[Stored data entries]
☆ ☆ ☆ ☆ ☆ ☆ ☆
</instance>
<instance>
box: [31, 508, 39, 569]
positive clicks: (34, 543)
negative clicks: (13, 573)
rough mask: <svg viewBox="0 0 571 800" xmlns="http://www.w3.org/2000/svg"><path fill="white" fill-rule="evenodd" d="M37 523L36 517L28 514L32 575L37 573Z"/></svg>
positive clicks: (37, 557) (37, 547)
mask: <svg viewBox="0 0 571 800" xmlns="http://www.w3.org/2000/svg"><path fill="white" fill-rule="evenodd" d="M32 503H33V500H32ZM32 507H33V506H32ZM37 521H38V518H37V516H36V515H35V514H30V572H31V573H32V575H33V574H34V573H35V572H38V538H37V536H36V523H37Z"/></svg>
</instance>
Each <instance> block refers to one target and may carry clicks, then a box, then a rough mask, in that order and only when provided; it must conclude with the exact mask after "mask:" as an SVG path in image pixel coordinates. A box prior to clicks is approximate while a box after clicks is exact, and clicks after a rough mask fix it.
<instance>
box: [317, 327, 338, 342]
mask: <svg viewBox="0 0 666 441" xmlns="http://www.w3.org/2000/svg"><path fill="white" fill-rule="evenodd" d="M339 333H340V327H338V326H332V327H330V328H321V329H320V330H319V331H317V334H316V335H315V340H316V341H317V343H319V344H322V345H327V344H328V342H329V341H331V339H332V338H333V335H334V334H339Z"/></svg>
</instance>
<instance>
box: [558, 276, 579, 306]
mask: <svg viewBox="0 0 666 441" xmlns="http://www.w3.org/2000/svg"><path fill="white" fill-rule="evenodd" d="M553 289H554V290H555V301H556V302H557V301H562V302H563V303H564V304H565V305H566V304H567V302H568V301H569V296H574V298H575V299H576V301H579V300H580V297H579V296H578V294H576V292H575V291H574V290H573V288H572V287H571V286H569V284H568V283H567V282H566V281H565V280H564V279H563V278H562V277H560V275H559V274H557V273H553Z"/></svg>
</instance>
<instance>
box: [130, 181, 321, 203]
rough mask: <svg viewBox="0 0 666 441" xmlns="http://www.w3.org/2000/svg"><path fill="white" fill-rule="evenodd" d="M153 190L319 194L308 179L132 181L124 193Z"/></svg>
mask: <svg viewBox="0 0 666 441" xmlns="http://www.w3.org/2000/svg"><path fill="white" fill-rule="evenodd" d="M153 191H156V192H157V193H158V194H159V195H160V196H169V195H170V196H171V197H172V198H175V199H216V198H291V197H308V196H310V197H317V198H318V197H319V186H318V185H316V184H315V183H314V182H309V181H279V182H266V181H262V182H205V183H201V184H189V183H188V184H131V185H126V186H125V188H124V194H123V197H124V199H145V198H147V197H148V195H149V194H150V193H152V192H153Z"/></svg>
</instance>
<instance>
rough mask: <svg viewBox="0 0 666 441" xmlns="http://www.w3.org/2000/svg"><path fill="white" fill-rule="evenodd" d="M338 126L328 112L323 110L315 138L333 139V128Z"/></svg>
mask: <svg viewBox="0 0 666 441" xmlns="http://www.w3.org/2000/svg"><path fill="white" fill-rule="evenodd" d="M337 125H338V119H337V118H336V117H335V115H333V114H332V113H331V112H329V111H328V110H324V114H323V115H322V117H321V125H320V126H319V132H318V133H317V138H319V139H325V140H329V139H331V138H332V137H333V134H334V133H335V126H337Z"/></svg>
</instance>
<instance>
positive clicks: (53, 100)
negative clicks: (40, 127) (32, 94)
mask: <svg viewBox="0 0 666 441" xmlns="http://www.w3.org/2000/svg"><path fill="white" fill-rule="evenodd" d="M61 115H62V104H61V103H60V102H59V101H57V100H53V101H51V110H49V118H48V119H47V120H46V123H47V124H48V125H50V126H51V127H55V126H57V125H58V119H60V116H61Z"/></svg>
☆ ☆ ☆ ☆ ☆ ☆ ☆
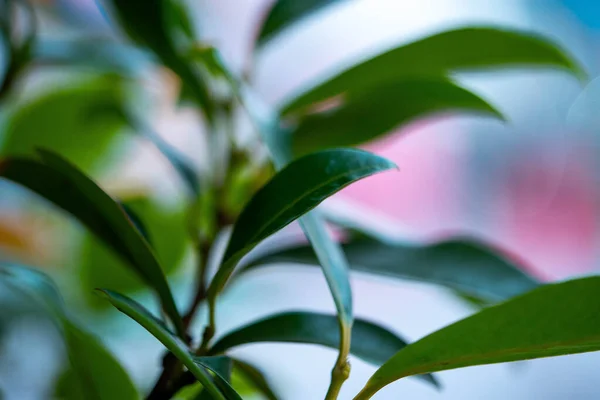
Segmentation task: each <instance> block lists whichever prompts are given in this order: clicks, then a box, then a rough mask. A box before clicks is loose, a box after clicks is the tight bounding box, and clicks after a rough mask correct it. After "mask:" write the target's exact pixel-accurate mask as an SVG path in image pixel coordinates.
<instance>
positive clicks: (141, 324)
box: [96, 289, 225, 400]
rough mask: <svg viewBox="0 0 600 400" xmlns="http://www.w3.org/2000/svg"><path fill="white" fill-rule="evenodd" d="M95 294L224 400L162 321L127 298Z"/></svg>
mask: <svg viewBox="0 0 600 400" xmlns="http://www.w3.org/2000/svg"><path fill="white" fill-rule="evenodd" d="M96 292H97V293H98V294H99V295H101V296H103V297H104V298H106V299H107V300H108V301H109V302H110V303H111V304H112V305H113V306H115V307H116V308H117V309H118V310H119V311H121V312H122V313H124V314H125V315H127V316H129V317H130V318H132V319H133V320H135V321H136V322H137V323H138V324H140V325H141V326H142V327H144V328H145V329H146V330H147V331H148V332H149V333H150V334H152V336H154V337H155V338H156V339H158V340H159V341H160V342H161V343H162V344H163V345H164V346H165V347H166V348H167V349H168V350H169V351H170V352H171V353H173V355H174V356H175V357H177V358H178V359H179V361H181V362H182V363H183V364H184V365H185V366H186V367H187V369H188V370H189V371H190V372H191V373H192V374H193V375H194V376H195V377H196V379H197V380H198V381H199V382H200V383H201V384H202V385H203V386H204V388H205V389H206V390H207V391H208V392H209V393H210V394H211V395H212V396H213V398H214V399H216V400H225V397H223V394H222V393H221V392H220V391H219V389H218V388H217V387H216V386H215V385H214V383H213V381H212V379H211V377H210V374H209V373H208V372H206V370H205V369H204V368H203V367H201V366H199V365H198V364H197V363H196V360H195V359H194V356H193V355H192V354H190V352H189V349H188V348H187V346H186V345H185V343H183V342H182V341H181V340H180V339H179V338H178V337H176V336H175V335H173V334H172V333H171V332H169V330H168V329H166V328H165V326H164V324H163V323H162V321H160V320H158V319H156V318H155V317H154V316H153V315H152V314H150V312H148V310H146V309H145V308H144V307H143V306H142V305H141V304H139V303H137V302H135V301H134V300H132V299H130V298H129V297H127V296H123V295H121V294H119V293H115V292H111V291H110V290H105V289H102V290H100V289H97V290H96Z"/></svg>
☆ ☆ ☆ ☆ ☆ ☆ ☆
#### [WHAT THE TASK ASKS]
The lines above from the one containing "Segmentation task: each" through the one containing "box: [96, 289, 225, 400]" are to be set down exactly, and no others.

#### [OUTPUT FOR THIS EXERCISE]
Segmentation task: each <instance> block lists whichever prompts are given in this order: clicks, then a box, then a rough mask. A box before clicks is loose, a box after clicks is the tight bounding box, and clicks after a rough mask correct it. After "mask:" write the target's exact pixel-accurate mask as an SVG path in image pixel coordinates.
<instance>
positive clicks: (141, 324)
box: [96, 289, 225, 400]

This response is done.